══ Data for this task ══

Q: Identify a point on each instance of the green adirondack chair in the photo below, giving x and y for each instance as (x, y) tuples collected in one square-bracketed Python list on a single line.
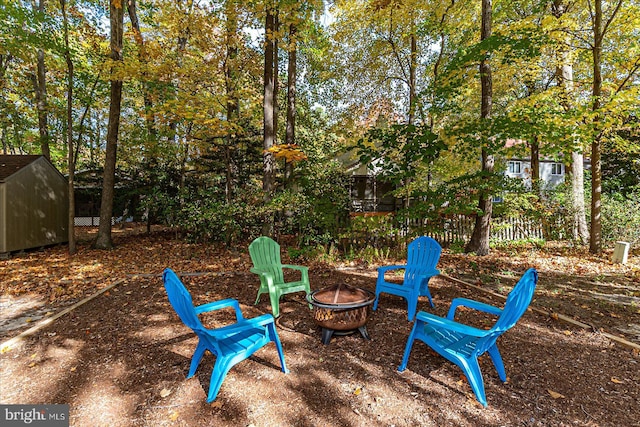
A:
[(265, 254)]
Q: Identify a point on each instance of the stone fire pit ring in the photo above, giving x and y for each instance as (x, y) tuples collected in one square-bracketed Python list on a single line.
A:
[(341, 309)]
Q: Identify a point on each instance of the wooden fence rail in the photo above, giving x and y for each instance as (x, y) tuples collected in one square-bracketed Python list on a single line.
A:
[(453, 229)]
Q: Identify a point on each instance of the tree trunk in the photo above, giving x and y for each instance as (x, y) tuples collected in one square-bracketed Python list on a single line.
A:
[(40, 86), (71, 155), (103, 240), (146, 90), (291, 99), (276, 69), (564, 77), (268, 103), (231, 70), (479, 242), (580, 230), (413, 65), (595, 245)]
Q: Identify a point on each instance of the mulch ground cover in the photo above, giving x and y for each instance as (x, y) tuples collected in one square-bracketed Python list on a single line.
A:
[(121, 359)]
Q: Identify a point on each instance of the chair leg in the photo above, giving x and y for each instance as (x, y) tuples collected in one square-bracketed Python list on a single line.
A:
[(275, 303), (407, 348), (412, 307), (276, 340), (375, 301), (424, 290), (497, 362), (471, 370), (220, 370), (196, 358), (258, 298)]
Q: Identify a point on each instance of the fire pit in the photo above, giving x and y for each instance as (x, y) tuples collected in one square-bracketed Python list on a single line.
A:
[(341, 309)]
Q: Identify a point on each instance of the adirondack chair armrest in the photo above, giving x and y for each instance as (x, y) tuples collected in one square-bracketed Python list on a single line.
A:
[(217, 305), (242, 325), (263, 273), (382, 270), (451, 325), (476, 305), (301, 268), (430, 273), (304, 271)]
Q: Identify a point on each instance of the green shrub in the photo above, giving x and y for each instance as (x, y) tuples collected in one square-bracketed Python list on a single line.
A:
[(621, 218)]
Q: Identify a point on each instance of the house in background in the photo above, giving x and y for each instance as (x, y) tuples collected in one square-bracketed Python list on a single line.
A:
[(551, 172), (34, 203), (367, 191)]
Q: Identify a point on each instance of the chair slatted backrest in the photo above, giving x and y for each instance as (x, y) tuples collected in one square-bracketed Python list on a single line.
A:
[(265, 255), (423, 254), (517, 302), (181, 301)]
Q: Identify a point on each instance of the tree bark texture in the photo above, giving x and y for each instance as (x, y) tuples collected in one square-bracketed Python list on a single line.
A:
[(564, 77), (104, 240), (70, 146), (291, 98), (40, 88), (479, 242), (269, 137), (231, 72), (132, 9), (595, 241)]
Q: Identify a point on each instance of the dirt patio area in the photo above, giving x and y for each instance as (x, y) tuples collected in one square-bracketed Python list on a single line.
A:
[(121, 358)]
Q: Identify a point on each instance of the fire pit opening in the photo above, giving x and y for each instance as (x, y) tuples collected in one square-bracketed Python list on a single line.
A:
[(341, 310)]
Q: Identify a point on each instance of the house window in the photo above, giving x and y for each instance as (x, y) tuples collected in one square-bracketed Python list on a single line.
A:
[(515, 168), (556, 168)]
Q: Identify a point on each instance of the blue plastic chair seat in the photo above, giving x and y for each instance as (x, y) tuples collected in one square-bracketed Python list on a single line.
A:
[(230, 344), (463, 344), (423, 254)]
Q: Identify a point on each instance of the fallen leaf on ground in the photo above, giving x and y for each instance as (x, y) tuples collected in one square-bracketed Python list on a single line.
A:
[(555, 395)]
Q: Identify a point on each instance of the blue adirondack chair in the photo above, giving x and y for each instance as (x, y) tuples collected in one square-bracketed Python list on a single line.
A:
[(265, 255), (229, 344), (423, 254), (462, 344)]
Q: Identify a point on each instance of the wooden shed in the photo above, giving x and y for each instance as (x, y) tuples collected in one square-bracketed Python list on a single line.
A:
[(34, 203)]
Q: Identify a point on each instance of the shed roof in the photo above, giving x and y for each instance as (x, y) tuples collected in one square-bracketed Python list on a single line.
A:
[(10, 164)]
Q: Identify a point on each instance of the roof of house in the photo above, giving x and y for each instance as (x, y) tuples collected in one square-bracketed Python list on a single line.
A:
[(10, 164)]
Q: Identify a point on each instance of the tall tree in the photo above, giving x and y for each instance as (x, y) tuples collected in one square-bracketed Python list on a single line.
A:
[(268, 178), (40, 87), (479, 242), (231, 87), (564, 77), (291, 96), (116, 18), (69, 130)]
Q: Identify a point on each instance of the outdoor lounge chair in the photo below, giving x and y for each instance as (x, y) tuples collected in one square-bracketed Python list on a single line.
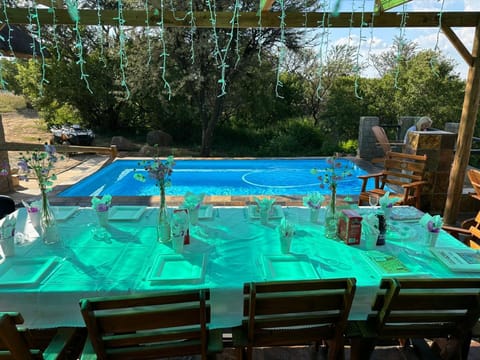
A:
[(150, 326), (25, 344), (287, 313), (402, 175), (418, 309)]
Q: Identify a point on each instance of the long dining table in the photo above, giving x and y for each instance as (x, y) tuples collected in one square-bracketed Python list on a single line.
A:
[(228, 247)]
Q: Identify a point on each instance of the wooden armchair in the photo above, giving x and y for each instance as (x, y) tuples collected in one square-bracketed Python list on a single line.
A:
[(416, 309), (22, 344), (403, 174), (295, 313), (150, 326)]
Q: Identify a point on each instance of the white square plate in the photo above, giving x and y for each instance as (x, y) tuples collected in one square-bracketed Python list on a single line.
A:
[(205, 212), (288, 267), (64, 212), (126, 212), (177, 269), (16, 272), (275, 213)]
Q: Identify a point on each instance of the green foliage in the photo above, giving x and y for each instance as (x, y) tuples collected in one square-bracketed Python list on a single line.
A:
[(10, 102)]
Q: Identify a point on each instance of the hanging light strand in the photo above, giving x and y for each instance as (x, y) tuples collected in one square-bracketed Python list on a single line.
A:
[(164, 53), (73, 12), (403, 22), (224, 52), (51, 10), (33, 14), (122, 54), (281, 55), (100, 34), (361, 39), (436, 49)]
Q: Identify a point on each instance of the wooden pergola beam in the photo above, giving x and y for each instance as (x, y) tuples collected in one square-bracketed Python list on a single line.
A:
[(249, 19)]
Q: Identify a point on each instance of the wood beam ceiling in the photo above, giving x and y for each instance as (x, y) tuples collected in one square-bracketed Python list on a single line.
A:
[(250, 19)]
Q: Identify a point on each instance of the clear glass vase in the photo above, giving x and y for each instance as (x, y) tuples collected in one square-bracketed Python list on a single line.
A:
[(331, 217), (163, 226), (48, 223)]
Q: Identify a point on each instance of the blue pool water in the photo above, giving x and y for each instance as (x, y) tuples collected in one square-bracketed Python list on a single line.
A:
[(219, 177)]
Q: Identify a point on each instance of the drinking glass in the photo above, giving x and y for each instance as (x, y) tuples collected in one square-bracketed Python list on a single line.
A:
[(373, 200)]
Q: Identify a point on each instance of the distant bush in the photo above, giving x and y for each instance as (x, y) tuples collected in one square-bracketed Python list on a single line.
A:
[(10, 102)]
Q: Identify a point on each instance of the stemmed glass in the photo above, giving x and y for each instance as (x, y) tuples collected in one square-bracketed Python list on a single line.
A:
[(373, 200)]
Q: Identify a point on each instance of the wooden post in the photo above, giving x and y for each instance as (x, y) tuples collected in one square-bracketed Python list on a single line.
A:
[(465, 132), (6, 183)]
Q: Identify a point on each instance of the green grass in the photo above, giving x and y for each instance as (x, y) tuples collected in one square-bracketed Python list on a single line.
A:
[(10, 102)]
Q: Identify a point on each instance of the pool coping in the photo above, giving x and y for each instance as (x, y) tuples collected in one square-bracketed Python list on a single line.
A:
[(216, 200)]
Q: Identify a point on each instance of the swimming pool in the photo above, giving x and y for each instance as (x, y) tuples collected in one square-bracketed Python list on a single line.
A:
[(218, 177)]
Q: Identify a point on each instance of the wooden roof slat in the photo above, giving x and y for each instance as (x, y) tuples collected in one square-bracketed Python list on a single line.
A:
[(250, 19)]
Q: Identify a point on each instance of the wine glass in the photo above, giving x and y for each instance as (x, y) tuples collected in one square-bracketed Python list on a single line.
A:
[(373, 200)]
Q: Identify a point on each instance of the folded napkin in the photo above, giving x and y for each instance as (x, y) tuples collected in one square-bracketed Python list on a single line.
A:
[(433, 224), (102, 204), (192, 201), (386, 201), (313, 200), (370, 229), (286, 228)]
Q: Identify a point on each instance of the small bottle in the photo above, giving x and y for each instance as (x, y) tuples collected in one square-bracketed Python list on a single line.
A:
[(382, 228)]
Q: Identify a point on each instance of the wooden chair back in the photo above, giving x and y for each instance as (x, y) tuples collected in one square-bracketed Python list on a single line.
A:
[(148, 326), (403, 173), (296, 313), (16, 344), (474, 177)]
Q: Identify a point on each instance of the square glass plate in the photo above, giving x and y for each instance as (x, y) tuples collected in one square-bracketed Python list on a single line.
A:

═══

# Written task
Can you reproduce the records above, starting at the line that has "Q: Identify a point on each instance of the mulch" and stopping after the line that has "[(551, 172), (34, 203), (367, 191)]", with the requests kept as they are and every point coordinate in the answers scaled by 0.6 and rounded to a whole number, halves rounded up?

# Answer
Q: Identify a point on each instance of the mulch ground cover in the photo above, giving x and y for each instance as (x, y) tuples collected in one square-bracketed Python list on a single line.
A:
[(73, 215)]
Q: Identify a point on each instance of the chair leg in the photo above, giving x and y for each instance as (x, y) tuples collected in one square-bracketed Python list on a single line.
A:
[(165, 182), (244, 209), (247, 184), (166, 204), (225, 181), (254, 174), (298, 217), (283, 222), (132, 222), (118, 215), (155, 179)]
Q: Identify a point on each instance of the fire pit in the photo above, giving x and y for each instance as (x, y) tuples collected in one square-bracketed Python list on a single line.
A:
[(205, 185)]
Q: Identify a point on each instance of the adirondack chair armrest in the photo above, giving x and y for each instance as (x, y) tuples collected in one square-bracketed Python list on a single line.
A:
[(130, 183), (145, 195), (158, 164), (229, 162), (271, 195), (286, 183), (181, 161), (258, 164), (182, 163)]
Q: Identify a point on each instance of the green shrub in the photo above, giving x and y for each instance as (x, y) tuples collected in one square-bracketed Python list on a single line.
A:
[(373, 131)]
Q: Identify a point on each instance of the house in background in the photo above, giving x and y for each instance as (x, y) tuples collected in one square-bracketed Python list on a single line.
A:
[(331, 103), (20, 122), (220, 115)]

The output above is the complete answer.